— Aim of the exercise —
Reproduce all of the material below word for word, omitting the pictures.

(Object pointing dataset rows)
-------
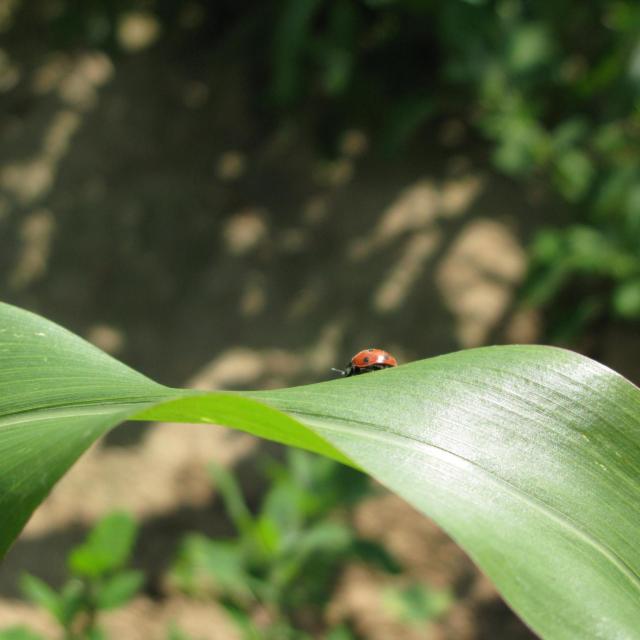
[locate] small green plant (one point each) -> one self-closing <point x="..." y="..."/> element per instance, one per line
<point x="99" y="581"/>
<point x="275" y="577"/>
<point x="417" y="604"/>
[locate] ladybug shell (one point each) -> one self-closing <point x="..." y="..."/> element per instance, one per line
<point x="369" y="360"/>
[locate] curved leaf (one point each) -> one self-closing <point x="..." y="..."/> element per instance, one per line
<point x="528" y="456"/>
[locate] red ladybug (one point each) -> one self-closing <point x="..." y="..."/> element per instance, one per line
<point x="368" y="360"/>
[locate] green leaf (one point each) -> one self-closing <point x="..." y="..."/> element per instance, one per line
<point x="528" y="456"/>
<point x="211" y="567"/>
<point x="118" y="589"/>
<point x="40" y="593"/>
<point x="107" y="547"/>
<point x="417" y="603"/>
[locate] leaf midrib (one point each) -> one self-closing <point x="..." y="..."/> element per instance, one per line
<point x="371" y="431"/>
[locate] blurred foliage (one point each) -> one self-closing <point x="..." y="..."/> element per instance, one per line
<point x="553" y="85"/>
<point x="99" y="581"/>
<point x="417" y="603"/>
<point x="278" y="574"/>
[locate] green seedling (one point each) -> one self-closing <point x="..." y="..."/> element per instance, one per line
<point x="99" y="581"/>
<point x="417" y="604"/>
<point x="278" y="573"/>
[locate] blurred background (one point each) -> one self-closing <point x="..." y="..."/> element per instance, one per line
<point x="242" y="194"/>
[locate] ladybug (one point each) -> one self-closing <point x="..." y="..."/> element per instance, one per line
<point x="368" y="360"/>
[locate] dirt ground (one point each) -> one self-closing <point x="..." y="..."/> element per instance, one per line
<point x="145" y="206"/>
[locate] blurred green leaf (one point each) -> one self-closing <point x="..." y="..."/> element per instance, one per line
<point x="216" y="567"/>
<point x="290" y="38"/>
<point x="626" y="299"/>
<point x="117" y="590"/>
<point x="574" y="173"/>
<point x="107" y="547"/>
<point x="340" y="633"/>
<point x="231" y="493"/>
<point x="374" y="554"/>
<point x="19" y="633"/>
<point x="40" y="593"/>
<point x="417" y="603"/>
<point x="530" y="46"/>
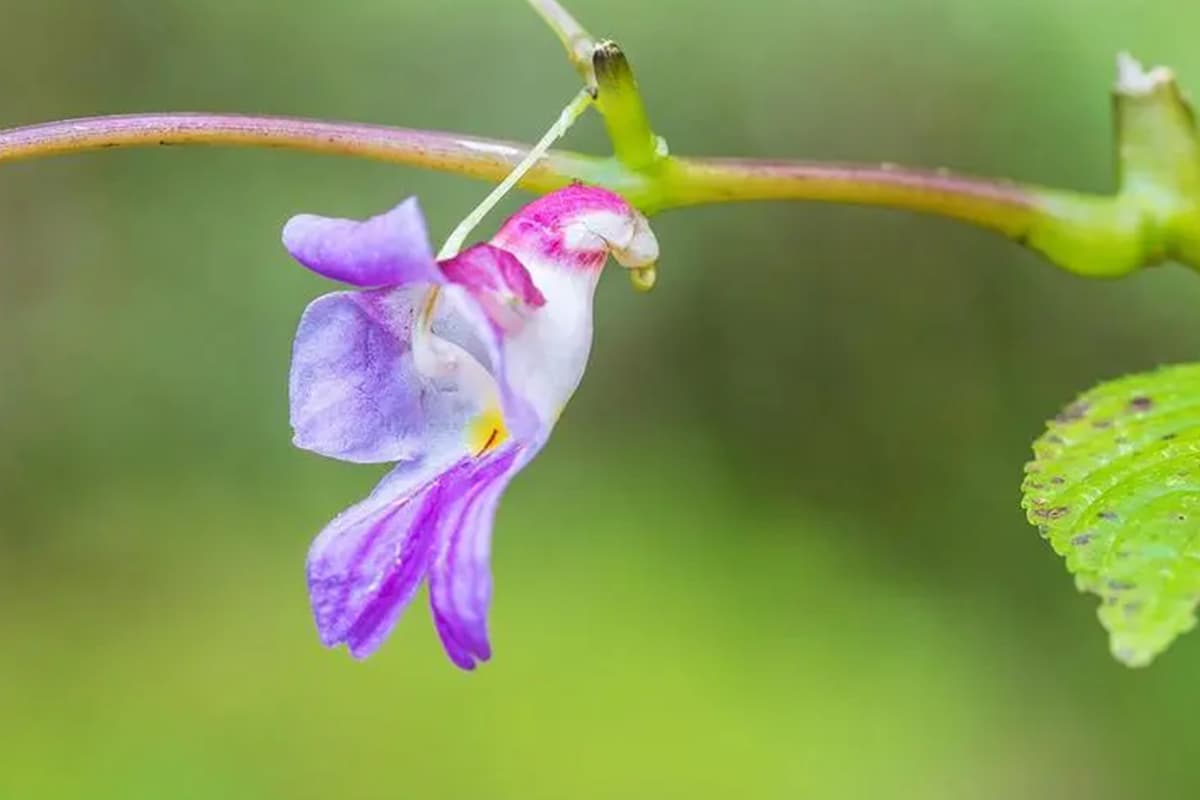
-------
— Worked solution —
[locate] small green plant (one point each) -> one self-closing <point x="..." y="..."/> element per instance, one per line
<point x="99" y="581"/>
<point x="275" y="577"/>
<point x="417" y="604"/>
[locate] ladybug shell (one point each) -> one self-closing <point x="..." y="..."/> element per instance, one per line
<point x="369" y="360"/>
[locate] curved leaf (one point each) -> one self-closing <point x="..." y="..."/> element per instance, one per line
<point x="528" y="456"/>
[locate] red ladybug (one point each) -> one self-closing <point x="..." y="..."/> element per instance, one per line
<point x="368" y="360"/>
[locate] green leaf (one point each) -> one self-closing <point x="..." y="..."/> element per instance, one per line
<point x="528" y="456"/>
<point x="211" y="567"/>
<point x="118" y="589"/>
<point x="40" y="593"/>
<point x="107" y="547"/>
<point x="417" y="603"/>
[locate] leaf midrib (one point each) -> one self-closing <point x="..." y="..."/> element per instance, one per line
<point x="371" y="431"/>
[locate] blurred foliage (one point each) -> one self-closing <point x="..." y="..."/> element per instance, one per line
<point x="553" y="85"/>
<point x="99" y="581"/>
<point x="417" y="603"/>
<point x="278" y="574"/>
[locate] green seedling (one point each) -> one self-closing <point x="..." y="..."/> element per instance, one per line
<point x="99" y="581"/>
<point x="417" y="604"/>
<point x="278" y="573"/>
[locate] blurred background (one point each) -> one self-closing <point x="..." y="..."/> element per instance, one per line
<point x="242" y="194"/>
[locate] ladybug (one point each) -> one self-closing <point x="..." y="..."/> element per instance, one per line
<point x="368" y="360"/>
[locate] dirt ground (one point each) -> one self-closing <point x="..." y="..."/> element per instance, one per line
<point x="145" y="206"/>
[locate] blurred green leaf (one point each) -> one self-closing <point x="..." y="..."/> element per instance, one per line
<point x="216" y="567"/>
<point x="290" y="38"/>
<point x="626" y="299"/>
<point x="117" y="590"/>
<point x="574" y="173"/>
<point x="107" y="547"/>
<point x="340" y="633"/>
<point x="231" y="493"/>
<point x="374" y="554"/>
<point x="19" y="633"/>
<point x="40" y="593"/>
<point x="417" y="603"/>
<point x="530" y="46"/>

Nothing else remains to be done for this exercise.